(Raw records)
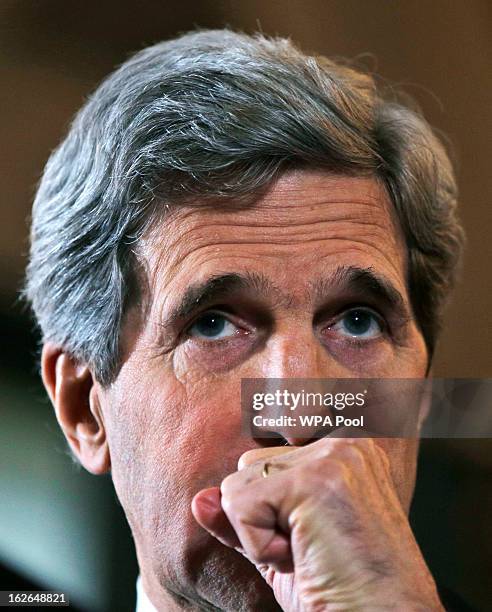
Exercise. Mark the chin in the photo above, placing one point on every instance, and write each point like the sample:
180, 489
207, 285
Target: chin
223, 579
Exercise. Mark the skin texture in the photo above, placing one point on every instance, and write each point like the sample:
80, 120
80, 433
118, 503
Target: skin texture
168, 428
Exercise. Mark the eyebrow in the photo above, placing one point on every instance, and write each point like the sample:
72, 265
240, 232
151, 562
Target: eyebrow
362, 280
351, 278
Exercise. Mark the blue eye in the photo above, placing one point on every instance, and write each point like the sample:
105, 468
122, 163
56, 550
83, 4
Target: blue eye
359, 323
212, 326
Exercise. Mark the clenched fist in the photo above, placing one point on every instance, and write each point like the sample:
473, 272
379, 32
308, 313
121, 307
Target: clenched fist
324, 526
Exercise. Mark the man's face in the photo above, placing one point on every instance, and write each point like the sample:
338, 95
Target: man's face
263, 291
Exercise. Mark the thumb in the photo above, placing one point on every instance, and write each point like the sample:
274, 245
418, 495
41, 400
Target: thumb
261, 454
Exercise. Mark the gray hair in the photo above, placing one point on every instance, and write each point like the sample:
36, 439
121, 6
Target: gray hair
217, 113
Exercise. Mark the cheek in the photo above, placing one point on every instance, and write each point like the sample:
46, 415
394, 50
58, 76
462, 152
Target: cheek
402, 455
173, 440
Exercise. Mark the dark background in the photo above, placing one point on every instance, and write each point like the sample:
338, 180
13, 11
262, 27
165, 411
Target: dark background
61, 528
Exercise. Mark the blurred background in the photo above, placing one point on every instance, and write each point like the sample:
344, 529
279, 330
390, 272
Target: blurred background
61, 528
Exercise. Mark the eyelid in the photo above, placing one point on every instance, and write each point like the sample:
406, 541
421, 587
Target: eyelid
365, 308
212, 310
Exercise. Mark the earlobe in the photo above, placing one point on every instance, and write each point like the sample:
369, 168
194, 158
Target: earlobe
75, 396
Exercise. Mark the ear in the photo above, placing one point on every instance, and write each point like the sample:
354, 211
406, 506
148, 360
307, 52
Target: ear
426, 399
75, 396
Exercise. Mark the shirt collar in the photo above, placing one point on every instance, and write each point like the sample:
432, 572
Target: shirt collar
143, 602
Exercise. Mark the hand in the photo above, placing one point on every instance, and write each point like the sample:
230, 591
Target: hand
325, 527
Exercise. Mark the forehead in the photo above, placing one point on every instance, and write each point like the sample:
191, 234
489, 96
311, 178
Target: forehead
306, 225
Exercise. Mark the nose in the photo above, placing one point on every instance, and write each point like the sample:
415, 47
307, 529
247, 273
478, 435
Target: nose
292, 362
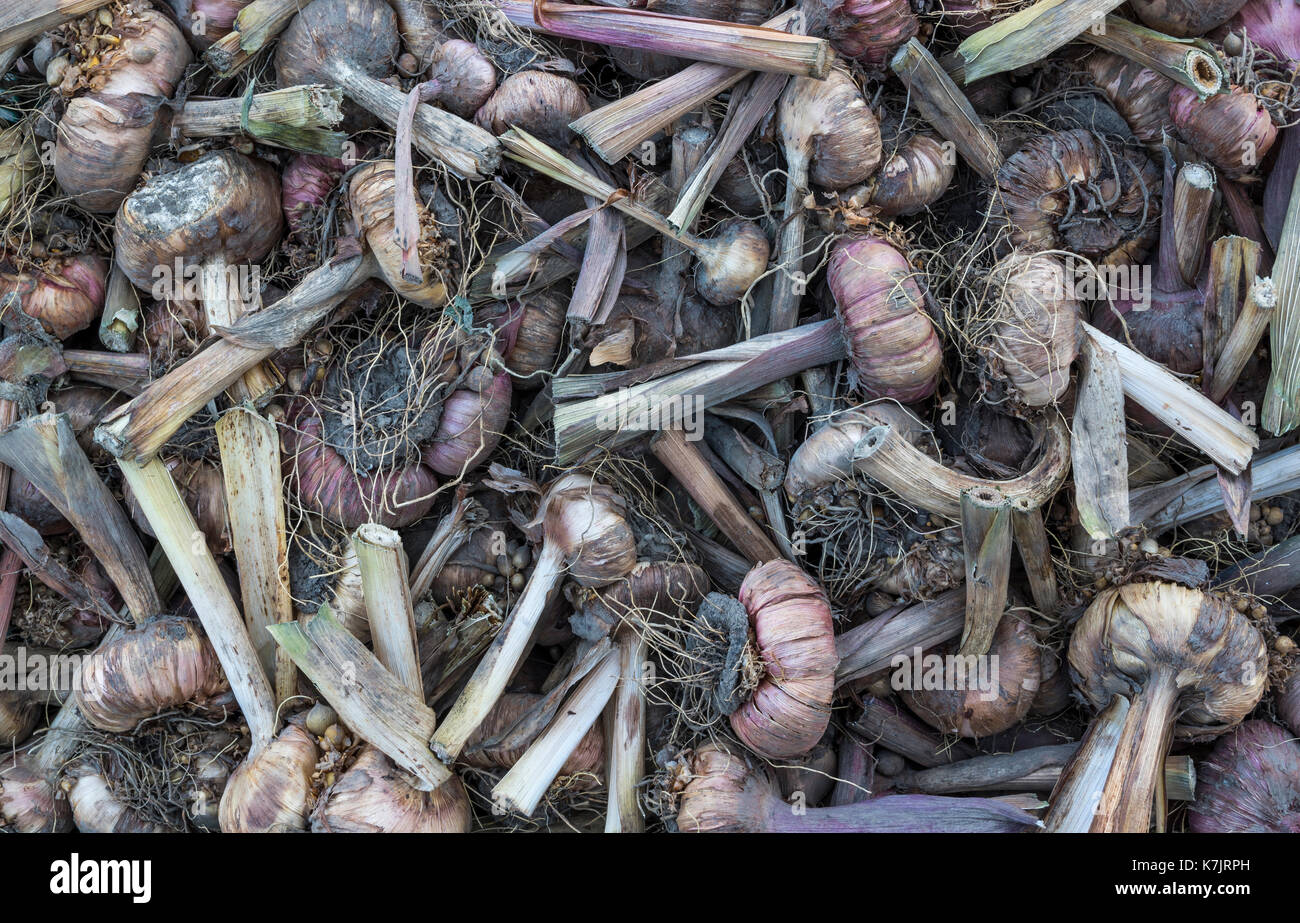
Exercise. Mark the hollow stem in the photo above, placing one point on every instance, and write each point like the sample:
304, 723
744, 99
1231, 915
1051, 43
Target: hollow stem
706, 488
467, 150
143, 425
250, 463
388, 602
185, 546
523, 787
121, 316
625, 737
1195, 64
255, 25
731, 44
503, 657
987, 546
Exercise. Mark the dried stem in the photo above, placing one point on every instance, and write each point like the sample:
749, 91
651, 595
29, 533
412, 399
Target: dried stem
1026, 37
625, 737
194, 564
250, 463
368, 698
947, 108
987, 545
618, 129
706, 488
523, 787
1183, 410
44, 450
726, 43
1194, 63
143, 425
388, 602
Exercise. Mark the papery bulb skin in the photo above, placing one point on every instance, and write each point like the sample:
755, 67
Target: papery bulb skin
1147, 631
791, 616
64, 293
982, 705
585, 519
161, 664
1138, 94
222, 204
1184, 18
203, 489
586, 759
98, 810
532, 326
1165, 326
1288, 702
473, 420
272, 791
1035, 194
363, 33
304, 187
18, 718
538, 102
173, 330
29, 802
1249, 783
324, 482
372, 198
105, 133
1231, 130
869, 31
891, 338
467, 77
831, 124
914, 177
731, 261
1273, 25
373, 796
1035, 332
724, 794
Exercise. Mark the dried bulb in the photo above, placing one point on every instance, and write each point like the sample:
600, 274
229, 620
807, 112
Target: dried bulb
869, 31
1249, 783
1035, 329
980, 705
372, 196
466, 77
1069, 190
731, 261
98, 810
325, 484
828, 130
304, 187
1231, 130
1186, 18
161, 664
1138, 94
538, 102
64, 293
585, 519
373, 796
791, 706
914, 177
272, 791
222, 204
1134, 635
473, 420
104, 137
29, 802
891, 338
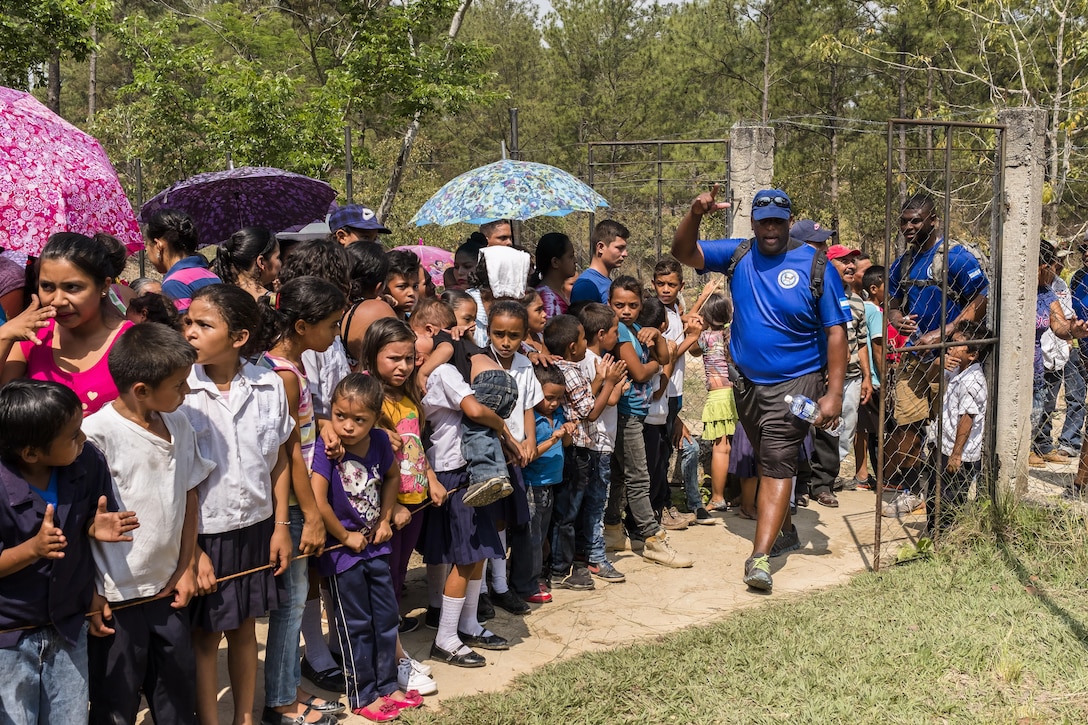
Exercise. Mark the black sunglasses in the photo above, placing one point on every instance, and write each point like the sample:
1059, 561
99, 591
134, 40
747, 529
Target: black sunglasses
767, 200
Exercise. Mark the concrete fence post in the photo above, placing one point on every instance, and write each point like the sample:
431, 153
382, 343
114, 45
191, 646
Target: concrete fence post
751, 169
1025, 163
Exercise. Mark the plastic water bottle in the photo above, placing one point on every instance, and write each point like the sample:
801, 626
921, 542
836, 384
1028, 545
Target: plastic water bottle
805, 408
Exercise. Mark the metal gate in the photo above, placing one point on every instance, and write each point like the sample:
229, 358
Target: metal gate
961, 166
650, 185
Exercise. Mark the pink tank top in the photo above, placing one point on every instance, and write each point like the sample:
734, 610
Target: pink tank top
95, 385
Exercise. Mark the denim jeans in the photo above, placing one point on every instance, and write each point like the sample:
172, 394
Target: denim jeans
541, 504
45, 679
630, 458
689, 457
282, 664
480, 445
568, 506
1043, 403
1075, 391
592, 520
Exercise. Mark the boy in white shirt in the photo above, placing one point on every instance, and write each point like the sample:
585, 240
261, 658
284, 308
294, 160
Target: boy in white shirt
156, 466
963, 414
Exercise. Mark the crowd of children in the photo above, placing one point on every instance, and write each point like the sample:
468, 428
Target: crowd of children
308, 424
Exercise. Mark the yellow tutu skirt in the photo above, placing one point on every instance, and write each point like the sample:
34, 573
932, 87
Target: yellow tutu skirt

## Written exercise:
Copy the material above exactly and drop the pictures.

## Solution for this exercise:
Exercise. Mark the chin in the photo above, placing one point on every instance, and write each point like the sample:
180, 489
207, 285
Target: chin
223, 579
Exercise. Mark the skin texture in the photo above, placing one point on every instance, and write each point like the sample:
80, 120
80, 433
118, 503
Target: skin texture
168, 428
Exercise. Mark the eyebrow in the photo above, placing one point on every instance, and write each point like the sample:
72, 265
240, 232
151, 562
Target: eyebrow
362, 280
351, 278
Exercise. Mark the blue eye in the photo above, placing one point on every instance, and write each point like the sample:
105, 468
122, 163
56, 550
83, 4
Target: blue eye
359, 323
212, 326
Exercise. Mark the clenched fist in the photo above, placing one point on every instance, and write each point like the sample:
473, 272
379, 32
308, 313
121, 307
Target: clenched fist
324, 526
Exercise. Mark the man's face in the photo above, placing one point on every instance, and write each point like the sample:
338, 95
Target: man's face
263, 291
Exercise. Mark the thumb in the photo above, placing one point on every instance, and write each point like the sample:
274, 245
418, 495
41, 400
Target: thumb
261, 454
Exercise. Mark the gray hair in the photo above, placing one point on every instance, and write each point like the sample:
36, 439
121, 6
Target: gray hair
217, 113
Exercise. Mark the cheek in the photo above, placing one point on every instance, and write each point like the sample:
46, 415
394, 50
58, 76
462, 152
Target: cheek
402, 455
173, 440
Exercise. Mark the dark background in the photo above, placing one point on every instance, and write each point like the sample:
338, 180
13, 11
262, 27
165, 411
Target: dark background
61, 528
Exercise. Mark the blurred background in the photo above, placing one point on every instance, and write each point like the sample:
344, 529
279, 330
390, 272
Target: blurred background
61, 528
Exercise. Mark the eyelid in the photo above, placing one point on every instance, and write each point like the sample:
406, 541
421, 587
Target: eyelid
365, 308
212, 310
Exercise. Mark the earlobe in the photo above, placing one point on every instance, and write each point like the sample:
369, 168
194, 158
Target: earlobe
75, 396
Exercise. Mark the ear in the photo above, placing one point on every instance, and write each point like the sample:
354, 211
406, 506
148, 360
307, 52
Target: ear
426, 399
75, 396
Exercise. Mark the shirt collar in the photo above, placing one point on every instance, and write each point like the sample:
432, 572
Target: shirt collar
143, 602
Exercise. Mark the hand in the photo above, placing one point on every instance, and write each point like the sample:
230, 591
Target: hand
325, 527
Exercise. Mark the forehead in the photo above, placing one point on every instance, and write each point like the sample:
191, 234
489, 96
311, 178
Target: forehead
306, 225
Exercise. Mark the nose in the photo above, placing one point on every instance, and write each point like the sample:
415, 47
307, 529
247, 273
478, 435
Target: nose
292, 362
Exercise. Mark the hollow stem in the photo above, placing one point on every instance, and write each point like the sample:
304, 723
744, 99
1231, 915
1051, 43
Target: hollow stem
706, 488
467, 150
143, 425
250, 463
388, 602
185, 546
523, 787
121, 316
625, 737
1195, 64
255, 25
731, 44
503, 657
987, 546
Exercise. Mark the dried stem in the photo above, placing one point on every instance, and write each point like the sample:
749, 91
651, 595
29, 533
412, 399
Target: dried stem
1026, 37
625, 737
194, 564
250, 463
368, 698
947, 108
987, 545
618, 129
706, 488
523, 787
1183, 410
44, 450
726, 43
1194, 63
143, 425
388, 602
Exercise. Mark the papery bulb skin in the photo above, placing one point on every instance, and write each point like the sample:
755, 67
Target: papery bulb skin
1147, 631
791, 616
64, 293
982, 705
585, 519
161, 664
1138, 94
222, 204
1184, 18
203, 489
586, 759
98, 810
532, 326
1165, 326
1288, 702
473, 420
272, 791
1035, 194
363, 33
304, 187
18, 718
538, 102
173, 330
29, 802
1249, 783
324, 482
372, 198
105, 133
1231, 130
869, 31
891, 338
467, 77
831, 124
914, 177
731, 261
1273, 25
373, 796
1035, 332
724, 794
Exercise. Mark the dried bulb in the photo above, placing one point on every instance, and write each point like the sample:
600, 274
229, 620
807, 112
Target: dried bulb
869, 31
1249, 783
1035, 329
980, 705
372, 196
466, 77
1069, 190
731, 261
98, 810
325, 484
828, 130
304, 187
1231, 130
1186, 18
161, 664
1138, 94
538, 102
64, 293
585, 519
373, 796
791, 706
914, 177
272, 791
222, 204
1134, 635
473, 420
104, 137
29, 802
891, 338
Exercise. Mark the black sunglasses in the photo above, placing one point on every instance, and write each point like the sample:
1059, 561
99, 591
134, 40
747, 529
Target: black sunglasses
767, 200
Exercise. Mark the concrete fence post in the photo above, placing one point on every instance, and write each point like the sample:
431, 153
382, 343
114, 45
191, 646
Target: concrete fence post
751, 169
1025, 163
Exercise. Mark the plastic water bottle in the photo above, placing one point on every instance, and write each point like the sample:
801, 626
921, 542
836, 384
1028, 545
Target: plastic water bottle
805, 408
Exercise. Mark the metal gate in the photo above, placing one point on every instance, and write each point like the sample:
229, 358
Target: metal gate
961, 166
650, 185
Exercise. Mark the pink tank top in the photo above, placing one point on every instance, and write each point like the sample:
734, 610
Target: pink tank top
95, 385
Exercise. Mark the denim jeans in the photo above, placing one point on every instance, and write each point like the sample:
172, 394
Target: denim jeans
541, 504
45, 679
630, 458
689, 457
282, 664
480, 445
568, 506
1043, 403
1075, 391
592, 520
Exercise. Mark the boy in white shirt in the photo above, placing one point on every instance, and write each point like the sample:
585, 240
261, 658
284, 308
294, 160
Target: boy in white shirt
156, 466
963, 414
Exercise. Mark the crowd of children in the photo above, placing one point on every instance, and write each point like the sample:
468, 428
Target: crowd of children
308, 424
Exercise. Mark the yellow tutu skirt in the photo above, placing one point on every instance, and write each point like the sample:
34, 573
932, 87
Target: yellow tutu skirt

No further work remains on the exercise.